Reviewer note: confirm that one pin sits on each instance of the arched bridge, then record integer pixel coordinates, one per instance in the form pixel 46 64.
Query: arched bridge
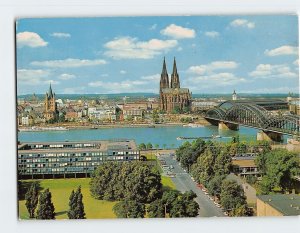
pixel 255 115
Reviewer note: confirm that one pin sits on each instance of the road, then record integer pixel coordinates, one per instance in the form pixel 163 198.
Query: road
pixel 184 182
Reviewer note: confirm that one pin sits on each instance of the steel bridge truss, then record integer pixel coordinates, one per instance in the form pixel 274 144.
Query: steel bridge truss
pixel 256 116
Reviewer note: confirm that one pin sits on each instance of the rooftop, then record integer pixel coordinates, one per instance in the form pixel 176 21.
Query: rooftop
pixel 287 204
pixel 175 90
pixel 97 145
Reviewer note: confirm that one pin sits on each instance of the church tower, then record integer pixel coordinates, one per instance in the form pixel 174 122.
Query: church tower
pixel 50 112
pixel 175 83
pixel 164 77
pixel 234 95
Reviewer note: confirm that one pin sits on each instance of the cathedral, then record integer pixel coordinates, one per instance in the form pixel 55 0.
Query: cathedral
pixel 50 112
pixel 171 96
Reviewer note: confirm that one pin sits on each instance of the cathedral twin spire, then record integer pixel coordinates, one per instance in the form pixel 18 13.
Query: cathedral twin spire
pixel 164 80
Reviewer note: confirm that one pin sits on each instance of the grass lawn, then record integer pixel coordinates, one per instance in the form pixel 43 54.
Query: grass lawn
pixel 167 183
pixel 61 189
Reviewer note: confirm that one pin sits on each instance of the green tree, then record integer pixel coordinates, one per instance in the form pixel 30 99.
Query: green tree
pixel 129 209
pixel 46 207
pixel 76 210
pixel 280 166
pixel 155 116
pixel 214 185
pixel 180 204
pixel 156 209
pixel 232 195
pixel 133 181
pixel 142 146
pixel 149 145
pixel 240 210
pixel 31 198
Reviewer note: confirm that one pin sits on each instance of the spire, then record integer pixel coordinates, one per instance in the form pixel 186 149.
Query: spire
pixel 164 78
pixel 175 83
pixel 174 67
pixel 164 70
pixel 50 93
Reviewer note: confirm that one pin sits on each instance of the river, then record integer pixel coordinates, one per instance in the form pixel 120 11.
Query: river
pixel 163 136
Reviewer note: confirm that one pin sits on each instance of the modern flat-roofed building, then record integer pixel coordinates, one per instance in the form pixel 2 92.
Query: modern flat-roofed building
pixel 38 160
pixel 278 205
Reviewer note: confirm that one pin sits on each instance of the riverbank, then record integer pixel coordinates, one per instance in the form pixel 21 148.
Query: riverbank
pixel 62 127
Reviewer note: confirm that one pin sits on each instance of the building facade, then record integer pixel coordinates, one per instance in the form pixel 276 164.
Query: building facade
pixel 50 112
pixel 171 95
pixel 278 205
pixel 71 159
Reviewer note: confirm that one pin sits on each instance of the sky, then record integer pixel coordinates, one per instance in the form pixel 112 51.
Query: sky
pixel 214 54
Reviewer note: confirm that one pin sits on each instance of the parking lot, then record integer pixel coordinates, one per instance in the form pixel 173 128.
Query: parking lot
pixel 184 182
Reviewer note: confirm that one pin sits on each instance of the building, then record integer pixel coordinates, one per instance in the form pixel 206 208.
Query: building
pixel 71 159
pixel 171 95
pixel 278 205
pixel 244 165
pixel 50 112
pixel 234 95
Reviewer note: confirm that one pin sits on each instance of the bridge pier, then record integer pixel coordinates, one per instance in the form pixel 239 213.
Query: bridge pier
pixel 269 136
pixel 226 126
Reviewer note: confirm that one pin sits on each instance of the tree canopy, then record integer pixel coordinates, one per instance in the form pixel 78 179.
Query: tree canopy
pixel 31 198
pixel 129 209
pixel 46 207
pixel 131 181
pixel 278 168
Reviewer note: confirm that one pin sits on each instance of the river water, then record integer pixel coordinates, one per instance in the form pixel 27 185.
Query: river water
pixel 163 136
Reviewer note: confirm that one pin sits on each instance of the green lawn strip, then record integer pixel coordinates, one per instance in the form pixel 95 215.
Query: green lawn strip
pixel 61 189
pixel 167 183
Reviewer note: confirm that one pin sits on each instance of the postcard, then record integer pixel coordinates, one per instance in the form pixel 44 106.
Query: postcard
pixel 158 117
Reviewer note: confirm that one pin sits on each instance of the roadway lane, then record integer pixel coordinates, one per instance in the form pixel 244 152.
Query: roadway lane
pixel 184 182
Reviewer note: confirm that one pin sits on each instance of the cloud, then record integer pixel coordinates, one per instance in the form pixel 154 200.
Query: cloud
pixel 30 39
pixel 66 76
pixel 283 50
pixel 132 48
pixel 73 90
pixel 143 84
pixel 155 77
pixel 34 77
pixel 272 71
pixel 60 35
pixel 213 80
pixel 212 34
pixel 216 65
pixel 68 63
pixel 153 27
pixel 242 23
pixel 178 32
pixel 283 89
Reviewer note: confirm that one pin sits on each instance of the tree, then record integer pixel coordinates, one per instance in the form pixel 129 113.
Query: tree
pixel 214 185
pixel 239 211
pixel 31 198
pixel 155 116
pixel 232 195
pixel 132 181
pixel 149 145
pixel 279 167
pixel 46 207
pixel 142 146
pixel 76 210
pixel 129 209
pixel 180 205
pixel 156 209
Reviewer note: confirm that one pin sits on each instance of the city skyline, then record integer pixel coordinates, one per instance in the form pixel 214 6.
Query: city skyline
pixel 214 54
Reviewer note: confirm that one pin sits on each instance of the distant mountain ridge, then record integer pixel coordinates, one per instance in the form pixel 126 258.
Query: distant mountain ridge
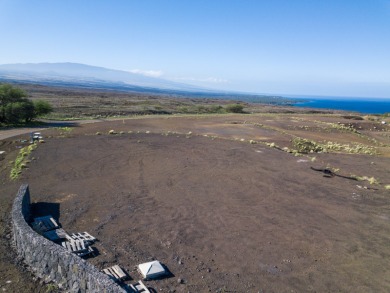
pixel 76 75
pixel 87 74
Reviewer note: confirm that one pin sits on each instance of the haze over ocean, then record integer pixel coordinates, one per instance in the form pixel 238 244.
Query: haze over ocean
pixel 361 105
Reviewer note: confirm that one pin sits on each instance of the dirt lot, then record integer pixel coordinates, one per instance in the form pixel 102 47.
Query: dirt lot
pixel 223 215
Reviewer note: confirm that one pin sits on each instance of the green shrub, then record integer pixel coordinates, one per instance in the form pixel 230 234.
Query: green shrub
pixel 234 108
pixel 305 146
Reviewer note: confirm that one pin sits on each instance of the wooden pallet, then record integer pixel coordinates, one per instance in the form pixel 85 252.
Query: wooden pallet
pixel 116 273
pixel 86 252
pixel 140 287
pixel 85 236
pixel 56 235
pixel 44 224
pixel 75 245
pixel 78 247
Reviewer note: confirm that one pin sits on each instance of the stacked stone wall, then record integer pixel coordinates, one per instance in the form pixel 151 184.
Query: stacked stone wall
pixel 50 261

◆ **SHORT EXERCISE**: Copy the listing above line for line, with no changes, and leave out the pictures.

◆ **SOLUTION BELOW**:
Reviewer note: confirm that one pin sits on each instance of the arched bridge, then record integer pixel coordinates, one per instance in the form pixel 46 64.
Query: arched bridge
pixel 255 115
Reviewer note: confirm that one pin sits on each instance of the road, then record integer pixel coordinates, one per instance in the form pixel 163 198.
Query: road
pixel 184 182
Reviewer note: confirm that one pin sits on each instance of the steel bridge truss, then record integer pixel coordinates, one per instance in the form pixel 274 144.
Query: steel bridge truss
pixel 256 116
Reviewer note: confirm that one pin sits on each instance of the rooftop, then record integer pixel coordinates, one per instance in the form pixel 176 21.
Query: rooftop
pixel 287 204
pixel 175 90
pixel 97 145
Reviewer note: confirm that one pin sits on each instance of the church tower, then record integer pixel coordinates, one per instance in the form pixel 174 122.
Query: church tower
pixel 50 112
pixel 175 83
pixel 164 77
pixel 234 95
Reviewer note: confirm that one pin sits on each instance of the cathedral, then record integer pixel coordinates, one per instance in the form pixel 55 0.
Query: cathedral
pixel 50 112
pixel 171 96
Reviewer note: confirm that one pin sits on each instance of the cathedral twin spire, then record integer pixel coordinates, one per instance in the form pixel 18 13.
Query: cathedral twin spire
pixel 164 80
Reviewer note: confirm that one pin sits on each instance of the grass lawn, then record integer pixel coordinates, one per instance in the form pixel 43 54.
Query: grass lawn
pixel 167 183
pixel 61 189
Reviewer note: confirm that one pin sits on each instance of the green tree, then record integer pixel coordinates, one per instance in the form pixel 30 99.
Query: green tree
pixel 129 209
pixel 46 207
pixel 76 210
pixel 280 166
pixel 155 116
pixel 214 185
pixel 180 204
pixel 156 209
pixel 232 195
pixel 133 181
pixel 142 146
pixel 149 145
pixel 240 210
pixel 31 198
Reviewer note: confirm that one pin sits on each instance of the spire, then record integer pixel coordinates, one per instance in the form pixel 186 149.
Query: spire
pixel 164 78
pixel 175 83
pixel 174 67
pixel 164 70
pixel 50 93
Reviewer note: confirm that one pin sits on each instance of the river, then record integer pixel coordinates, one per instance in the form pixel 120 11.
Query: river
pixel 163 136
Reviewer note: confirm that one pin sits on each instance of the modern flat-roofed building, then record integer pixel coordinates, one per instance in the form pixel 2 92.
Query: modern flat-roofed building
pixel 38 160
pixel 278 205
Reviewer note: confirm that one pin sits on each instance of the riverbank, then record integer pixel coordinates, one per instance in the form pixel 21 148.
Query: riverbank
pixel 62 127
Reviewer note: confirm that one pin sits on each instance of the building facade, then record integer pixel coordinates, one per instance in the form pixel 276 164.
Query: building facade
pixel 50 112
pixel 171 95
pixel 278 205
pixel 71 159
Reviewer note: confirm that one pin sits on each instance of the sky, then record integer pixel coordinates, one per instance in the form pixel 112 51.
Query: sky
pixel 214 54
Reviewer note: confirm that one pin sits on each instance of the parking lot, then record integer pixel coordinates, one per instance in the form pixel 173 128.
Query: parking lot
pixel 184 182
Reviewer note: confirm that one pin sits on each instance of the building, then record integer pixel coordinates, one per instance in the form pixel 206 208.
Query: building
pixel 71 159
pixel 171 95
pixel 278 205
pixel 244 165
pixel 50 112
pixel 234 95
Reviewer note: confirm that one pin sits on each instance of the bridge pier, then record integer pixel coordinates, one per instance in the form pixel 239 213.
Query: bridge pier
pixel 269 136
pixel 226 126
Reviewer note: confirm that one pin sits on each instance of the tree canopy, then record integer pixel coordinates, one per instance in the form pixel 78 179.
Query: tree canopy
pixel 31 198
pixel 129 209
pixel 46 207
pixel 131 181
pixel 278 168
Reviewer note: confirm that one pin sits on each instance of the river water, then record integer pixel coordinates, one per instance in the form pixel 27 185.
Query: river water
pixel 163 136
Reviewer note: confirm that one pin sits on each instance of the green lawn strip, then record integer pixel coordinates, one per instance in the form pixel 95 215.
Query: green lawn strip
pixel 61 189
pixel 167 183
Reviewer note: confirm that one pin sits on each instance of the postcard, then record integer pixel coordinates, one per instance in the form pixel 44 106.
Query: postcard
pixel 158 117
Reviewer note: confirm that one pin sits on each instance of the roadway lane, then record integer pixel coordinates, one per instance in the form pixel 244 152.
Query: roadway lane
pixel 184 182
Reviewer note: confirm that one pin sits on each instance of the cloud, then record integer pixel coordinates, one per instance in the form pixel 154 200.
Query: cloud
pixel 30 39
pixel 66 76
pixel 283 50
pixel 132 48
pixel 73 90
pixel 143 84
pixel 155 77
pixel 34 77
pixel 272 71
pixel 60 35
pixel 213 80
pixel 212 34
pixel 216 65
pixel 68 63
pixel 153 27
pixel 242 23
pixel 178 32
pixel 283 89
Reviewer note: confirm that one pin sits on each instance of the tree, then record integer pixel coordinates, one per instance in the form pixel 129 113.
Query: tree
pixel 214 185
pixel 239 211
pixel 31 198
pixel 155 116
pixel 232 195
pixel 132 181
pixel 149 145
pixel 279 167
pixel 46 207
pixel 142 146
pixel 76 210
pixel 129 209
pixel 180 205
pixel 156 209
Reviewer note: confirm that one pin sits on each instance of the city skyline, then record integer pixel coordinates, one per instance in the form pixel 214 6.
Query: city skyline
pixel 214 54
Reviewer note: confirm that one pin sits on each instance of the distant mountain ridge, then record integer pixel coordinates, one per instance in the form pixel 126 258.
Query: distant mountain ridge
pixel 76 75
pixel 87 74
Reviewer note: confirm that one pin sits on each instance of the haze over ocean, then record integer pixel coordinates, one per instance in the form pixel 238 244.
Query: haze over ocean
pixel 361 105
Reviewer note: confirm that one pin sits on each instance of the dirt lot, then record integer pixel coordinates, one per instance in the form pixel 102 47.
Query: dirt lot
pixel 223 215
Reviewer note: confirm that one pin sits on each instance of the green shrub, then record integer pixel coordinates, one per instance in the form pixel 230 234.
Query: green shrub
pixel 234 108
pixel 305 146
Reviewer note: confirm that one pin sits on each instance of the wooden pallet, then record integer pixel coordinates, one per instance in the form pixel 85 252.
Query: wooden pallet
pixel 116 273
pixel 86 252
pixel 140 287
pixel 85 236
pixel 56 235
pixel 44 224
pixel 75 245
pixel 78 247
Reviewer note: confirm that one pin sits on each instance of the stacked stone wall, then record integer pixel coordinates, one per instance in the form pixel 151 184.
Query: stacked stone wall
pixel 50 261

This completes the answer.